SOURCE TEXT:
____
1060 Biological Sciences Building
Whendee L. Silver, Professor of Ecosystem Ecology and Biogeochemistry and Rudy Grah Endowed Chair in Forestry and Sustainability, Department of Environmental Science, Policy, and Management, University of California Berkeley
Land management has been proposed as a means to help lower greenhouse gas emissions and reduce atmospheric carbon dioxide (CO2) concentrations. Research in California has shown significant potential to lower methane emissions from waste management and subsequently increase short-term soil carbon (C) storage via amendments of composted organic material. However, effective climate change mitigation will require long-term or sustained emissions reduction and C sequestration. We used field experiments and modeling to explore the long-term potential of improved agricultural practices on greenhouse gas emissions and ecosystem C cycling. A decade following a one-time application of composted organic matter to grassland soils, amended plots accumulated approximately 9 Mg C ha-1 more soil C in the top 30 cm than paired controls. Aboveground plant growth was also higher in the amended plots after 10 years. Soil C stocks and C sequestration rates in compost-amended plots were resistant to rainfall and temperature changes predicted by Earth Systems Models (ESMs). We used two climate models (HadGEM and CanESM) and two climate change scenarios (RCP 4.5 and RCP 8.5) to determine the sensitivity of rangeland C dynamics to climate change with and without composted amendments to the year 2100. Drier sites yielded surprisingly high rates of C storage and were less sensitive to climate change than wetter sites. We also used a new micrometeorological approach to estimate greenhouse gas fluxes from composted manure, green waste, and food waste, the highest emitting organic waste streams. We found that manure and green waste had considerably lower methane emission factors than food waste, and that all composted wastes had lower emission factors with composting than with landfilling or slurrying. Our results show that there are alternative management approaches can both lower greenhouse gas emissions and sequester atmospheric CO2 over short and long time periods, and thus provide viable climate change mitigation approaches.
____
WHAT YOU WILL DO:
According to the abstract on compost and soil carbon, how much more soil carbon had the amended plots accumulated in the top 30 cm than the paired controls a decade after the one-time compost application?

INFORMATION SUPPLIED:
____
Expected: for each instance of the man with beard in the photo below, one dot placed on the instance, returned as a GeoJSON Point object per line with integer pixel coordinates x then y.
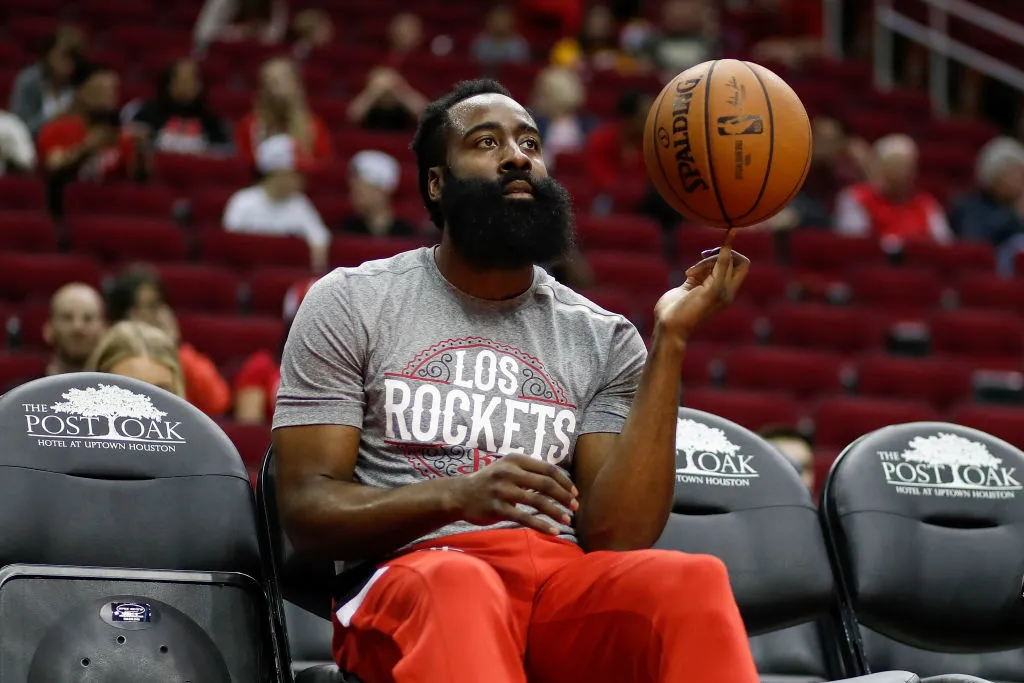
{"type": "Point", "coordinates": [74, 329]}
{"type": "Point", "coordinates": [87, 143]}
{"type": "Point", "coordinates": [458, 399]}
____
TASK RESULT:
Approximately 9 Mg C ha-1 more.